━━━━━ EXCERPTED PASSAGE
I've won arguments with my wife: she said our cat should be just considered to be her cat. I responded that would require her to take over cleaning the litter box. She ceded.

Just did another Amazon order with your link yesterday. Hope you get a nice percentage on those.

October 12, 2012 | Unregistered CommenterHari

@ Jordan

Touché

October 12, 2012 | Unregistered CommenterJack

So what you're saying is that you are both incomplete completionists?

I'm sorry, I can't get behind ANYONE in an argument who's unwilling to BOTH kill everything no matter how small and loot everything no matter how useless... So you both lose.

Oh, no worries -- I'm a looting, killing machine. Fire sniper rifle FTW! ~Missy

October 12, 2012 | Unregistered CommenterJason

Rick's dialog, especially in the first panel seems more like Scott's dialog. Almost like Scott talking to himself.

October 12, 2012 | Unregistered CommenterJohn

bien quand on se voit

October 12, 2012 | Unregistered Commenterinconnu

Right there with you on this Scott. I like the MMORPGs, but one thing I do not understand is the apparently ubiquitous inclusion of "crafting" (cooking, leatherworking, jewelry-making, etc.). 'Cause yeah, that's what I want to do with my limited and precious video game time...virtual sewing and cooking (and all the 'gathering' that accompanies it). I'm just there to KILL, man!

That said, you should treasure that rare woman (at least in our age group) who not only allows gaming, but actually plays it with you (and yes I know they are out there...but I find they tend to get snatched-up PDQ...)

October 12, 2012 | Unregistered CommenterDal

I too would rather loot an endless amount than lose an argument to my partner .. is there a game where I can immediately shoot him and send him off to do the dishes while I collect more and more stuff?

October 12, 2012 | Unregistered Commentergobbler

Here's a small tip for the game: Enjoy it.

October 12, 2012 | Unregistered CommenterFranpa

Panel 3, right out of the ballpark.
━━━━━━━━━━
━━━━━ DATA SHOWN
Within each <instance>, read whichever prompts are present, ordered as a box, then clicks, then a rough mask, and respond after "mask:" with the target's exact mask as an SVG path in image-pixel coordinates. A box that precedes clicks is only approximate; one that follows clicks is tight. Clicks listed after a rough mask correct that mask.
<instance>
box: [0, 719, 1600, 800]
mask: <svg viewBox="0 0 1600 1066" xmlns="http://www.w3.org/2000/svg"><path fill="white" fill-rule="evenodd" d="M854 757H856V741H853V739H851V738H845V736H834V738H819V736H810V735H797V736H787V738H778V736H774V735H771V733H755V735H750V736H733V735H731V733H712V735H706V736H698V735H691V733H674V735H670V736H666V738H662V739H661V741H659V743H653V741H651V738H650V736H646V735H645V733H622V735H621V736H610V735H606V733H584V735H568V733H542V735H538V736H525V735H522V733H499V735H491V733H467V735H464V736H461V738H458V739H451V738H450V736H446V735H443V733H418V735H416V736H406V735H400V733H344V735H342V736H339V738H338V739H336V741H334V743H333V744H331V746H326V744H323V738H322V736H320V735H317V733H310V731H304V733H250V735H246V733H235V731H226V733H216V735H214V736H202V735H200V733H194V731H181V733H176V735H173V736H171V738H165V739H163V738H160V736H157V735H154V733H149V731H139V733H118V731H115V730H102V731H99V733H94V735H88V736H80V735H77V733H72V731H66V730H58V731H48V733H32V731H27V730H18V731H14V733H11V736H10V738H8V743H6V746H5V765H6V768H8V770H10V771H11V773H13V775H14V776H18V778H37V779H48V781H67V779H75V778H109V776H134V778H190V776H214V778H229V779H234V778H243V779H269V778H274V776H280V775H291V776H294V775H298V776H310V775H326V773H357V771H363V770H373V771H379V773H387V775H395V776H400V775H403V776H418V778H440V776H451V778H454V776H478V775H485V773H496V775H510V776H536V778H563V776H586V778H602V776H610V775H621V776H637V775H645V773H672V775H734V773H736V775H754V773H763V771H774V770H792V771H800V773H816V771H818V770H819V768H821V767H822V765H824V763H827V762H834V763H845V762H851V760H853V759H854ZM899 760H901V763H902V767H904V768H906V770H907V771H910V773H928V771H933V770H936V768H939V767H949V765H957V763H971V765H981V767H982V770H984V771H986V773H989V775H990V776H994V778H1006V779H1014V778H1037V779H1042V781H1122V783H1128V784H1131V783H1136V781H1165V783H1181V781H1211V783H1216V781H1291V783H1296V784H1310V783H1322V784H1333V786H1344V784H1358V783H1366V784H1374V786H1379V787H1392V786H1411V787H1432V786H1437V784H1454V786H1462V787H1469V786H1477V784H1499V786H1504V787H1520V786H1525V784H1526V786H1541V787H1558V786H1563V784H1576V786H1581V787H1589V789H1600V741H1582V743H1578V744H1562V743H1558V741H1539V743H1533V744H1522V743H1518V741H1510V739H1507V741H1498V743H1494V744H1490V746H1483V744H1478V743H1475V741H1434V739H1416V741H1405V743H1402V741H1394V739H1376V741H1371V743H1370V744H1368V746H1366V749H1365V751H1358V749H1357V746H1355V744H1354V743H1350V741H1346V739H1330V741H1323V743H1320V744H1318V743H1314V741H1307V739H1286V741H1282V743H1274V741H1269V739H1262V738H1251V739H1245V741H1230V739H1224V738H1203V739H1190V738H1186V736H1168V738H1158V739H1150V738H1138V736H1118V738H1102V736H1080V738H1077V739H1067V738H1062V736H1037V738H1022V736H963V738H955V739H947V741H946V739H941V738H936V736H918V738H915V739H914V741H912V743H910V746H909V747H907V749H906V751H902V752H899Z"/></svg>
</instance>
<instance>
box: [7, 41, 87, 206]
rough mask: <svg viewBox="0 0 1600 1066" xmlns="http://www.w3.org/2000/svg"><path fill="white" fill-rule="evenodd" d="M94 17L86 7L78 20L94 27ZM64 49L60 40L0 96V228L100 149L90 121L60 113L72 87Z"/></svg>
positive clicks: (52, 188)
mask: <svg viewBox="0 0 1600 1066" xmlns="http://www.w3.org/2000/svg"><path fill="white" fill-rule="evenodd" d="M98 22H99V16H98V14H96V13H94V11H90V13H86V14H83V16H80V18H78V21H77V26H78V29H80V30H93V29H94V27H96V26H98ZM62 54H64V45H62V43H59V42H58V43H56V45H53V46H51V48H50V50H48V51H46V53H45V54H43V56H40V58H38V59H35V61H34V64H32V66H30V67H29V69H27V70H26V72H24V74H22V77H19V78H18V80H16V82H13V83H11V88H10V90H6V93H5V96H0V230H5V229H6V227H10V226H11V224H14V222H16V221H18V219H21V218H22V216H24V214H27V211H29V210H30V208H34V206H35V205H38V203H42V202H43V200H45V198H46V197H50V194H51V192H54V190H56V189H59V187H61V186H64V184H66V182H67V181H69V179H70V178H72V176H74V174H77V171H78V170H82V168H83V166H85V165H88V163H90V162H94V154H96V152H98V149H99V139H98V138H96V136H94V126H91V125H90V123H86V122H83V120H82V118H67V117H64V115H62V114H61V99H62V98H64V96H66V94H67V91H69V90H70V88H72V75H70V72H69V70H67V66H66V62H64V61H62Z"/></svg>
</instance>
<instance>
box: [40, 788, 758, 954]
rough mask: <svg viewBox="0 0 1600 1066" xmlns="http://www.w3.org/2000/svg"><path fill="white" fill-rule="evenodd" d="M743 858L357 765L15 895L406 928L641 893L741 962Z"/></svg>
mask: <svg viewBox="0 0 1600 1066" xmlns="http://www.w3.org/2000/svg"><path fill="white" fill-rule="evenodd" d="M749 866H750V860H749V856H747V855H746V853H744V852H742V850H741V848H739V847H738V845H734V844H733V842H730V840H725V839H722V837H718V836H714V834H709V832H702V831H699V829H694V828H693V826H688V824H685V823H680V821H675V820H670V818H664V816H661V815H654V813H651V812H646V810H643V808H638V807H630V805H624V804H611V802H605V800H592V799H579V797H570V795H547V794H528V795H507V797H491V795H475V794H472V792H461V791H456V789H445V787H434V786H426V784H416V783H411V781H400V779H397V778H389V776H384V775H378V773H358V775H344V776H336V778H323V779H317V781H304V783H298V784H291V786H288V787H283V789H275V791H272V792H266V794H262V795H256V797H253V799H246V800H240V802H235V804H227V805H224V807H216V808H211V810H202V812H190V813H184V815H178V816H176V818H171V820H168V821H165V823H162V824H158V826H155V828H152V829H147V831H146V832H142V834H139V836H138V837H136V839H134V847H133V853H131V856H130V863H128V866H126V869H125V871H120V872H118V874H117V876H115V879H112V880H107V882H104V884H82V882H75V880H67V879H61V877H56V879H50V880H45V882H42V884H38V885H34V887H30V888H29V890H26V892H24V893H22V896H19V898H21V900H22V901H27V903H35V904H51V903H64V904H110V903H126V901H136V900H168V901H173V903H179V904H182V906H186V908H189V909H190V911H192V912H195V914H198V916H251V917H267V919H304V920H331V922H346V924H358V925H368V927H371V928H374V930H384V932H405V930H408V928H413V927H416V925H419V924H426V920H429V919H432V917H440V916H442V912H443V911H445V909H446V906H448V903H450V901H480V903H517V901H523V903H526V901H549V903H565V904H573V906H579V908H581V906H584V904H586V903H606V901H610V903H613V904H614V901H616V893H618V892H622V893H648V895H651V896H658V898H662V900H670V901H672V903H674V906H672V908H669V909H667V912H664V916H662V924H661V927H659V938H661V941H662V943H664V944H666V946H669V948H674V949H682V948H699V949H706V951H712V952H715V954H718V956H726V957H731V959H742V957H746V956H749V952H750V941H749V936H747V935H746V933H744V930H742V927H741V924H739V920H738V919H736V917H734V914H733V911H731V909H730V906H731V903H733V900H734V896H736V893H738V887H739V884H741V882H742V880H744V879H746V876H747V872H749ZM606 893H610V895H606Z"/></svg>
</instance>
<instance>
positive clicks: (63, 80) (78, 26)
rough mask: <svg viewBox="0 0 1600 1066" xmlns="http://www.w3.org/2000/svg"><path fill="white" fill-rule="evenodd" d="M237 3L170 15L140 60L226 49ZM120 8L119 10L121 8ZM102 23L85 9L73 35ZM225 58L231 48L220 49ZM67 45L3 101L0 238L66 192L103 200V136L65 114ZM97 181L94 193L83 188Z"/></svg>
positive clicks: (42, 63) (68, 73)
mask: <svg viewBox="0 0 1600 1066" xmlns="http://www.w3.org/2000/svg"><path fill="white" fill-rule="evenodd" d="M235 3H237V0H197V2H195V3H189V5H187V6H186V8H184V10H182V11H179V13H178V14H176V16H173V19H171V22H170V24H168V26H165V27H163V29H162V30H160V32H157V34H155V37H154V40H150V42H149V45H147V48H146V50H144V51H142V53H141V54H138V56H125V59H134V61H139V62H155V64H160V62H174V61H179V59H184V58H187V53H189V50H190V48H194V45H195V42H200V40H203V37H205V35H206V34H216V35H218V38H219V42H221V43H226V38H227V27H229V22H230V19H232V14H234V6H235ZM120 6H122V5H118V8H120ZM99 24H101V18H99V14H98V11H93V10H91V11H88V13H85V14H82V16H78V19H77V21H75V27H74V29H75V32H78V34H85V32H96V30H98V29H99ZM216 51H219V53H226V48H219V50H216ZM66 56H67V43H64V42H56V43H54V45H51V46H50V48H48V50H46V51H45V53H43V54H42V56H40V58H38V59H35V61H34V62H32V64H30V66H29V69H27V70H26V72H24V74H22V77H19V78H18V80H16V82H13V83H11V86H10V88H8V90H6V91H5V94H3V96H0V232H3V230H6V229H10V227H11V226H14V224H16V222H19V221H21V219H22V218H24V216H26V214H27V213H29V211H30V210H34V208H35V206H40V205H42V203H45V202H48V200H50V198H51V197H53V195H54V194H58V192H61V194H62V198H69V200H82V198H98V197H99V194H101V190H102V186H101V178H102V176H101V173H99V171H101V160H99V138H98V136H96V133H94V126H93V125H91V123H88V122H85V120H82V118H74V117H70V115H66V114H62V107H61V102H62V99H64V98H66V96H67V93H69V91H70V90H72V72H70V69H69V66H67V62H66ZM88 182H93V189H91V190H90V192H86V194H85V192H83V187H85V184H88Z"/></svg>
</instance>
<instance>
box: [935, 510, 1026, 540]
━━━━━━━━━━
TASKS TO CARRY OUT »
a. Answer these questions about the comment thread:
(i) What did the wife have to take on for the cat to count as hers?
(ii) Which kinds of crafting does the commenter Dal name?
(iii) What tip for the game does Franpa give?
b. Rewrite the comment thread from "I've won arguments" to "percentage on those.", replacing "litter box" with "recycling bin".
c. Write the next part of the comment thread, starting after its final comment.

RESPONSES IN ORDER »
a.
(i) Cleaning the litter box.
(ii) Cooking, leatherworking and jewelry-making.
(iii) Enjoy it.

b.
I've won arguments with my wife: she said our cat should be just considered to be her cat. I responded that would require her to take over cleaning the recycling bin. She ceded.

Just did another Amazon order with your link yesterday. Hope you get a nice percentage on those.

c.
October 12, 2012 | Unregistered CommenterCzernobog

You know, I'm both. I need to kill everything that moves, then loot everything that doesn't (tresure chest, corpses, cupboards, the carpet ect.). In that order.

October 12, 2012 | Unregistered CommenterJerden

I sent the email on Monday and haven't received the files yet, are you waiting to do them all at once?
(unless it went to spam, cleverly disguised as "Low Insurance Rate Offer")
Thanks for making them available :)

Note from Scott: It should have come immediately. I will resend.

October 12, 2012 | Unregistered CommenterPeck

I wish I had a wife with whom I could argue with while playing the videogames with.

October 12, 2012 | Unregistered CommenterKevin

Thanks, I got the files now :)

October 13, 2012 | Unregistered CommenterFranpa

I am definitely on Missy's side on this one. Killing things is nice, I suppose, but looking through other people's stuff and taking what I want is fantastic.

October 13, 2012 | Unregistered Commentermomothefiddler

When Rick smiles, he looks like Isaac Asimov...

October 13, 2012 | Unregistered CommenterPanglor

I also haven't seen a reply to the e-mail I sent - I wasn't sure whether to attempt resending or waiting a bit first.

Note from Scott: It should have come immediately. I will resend.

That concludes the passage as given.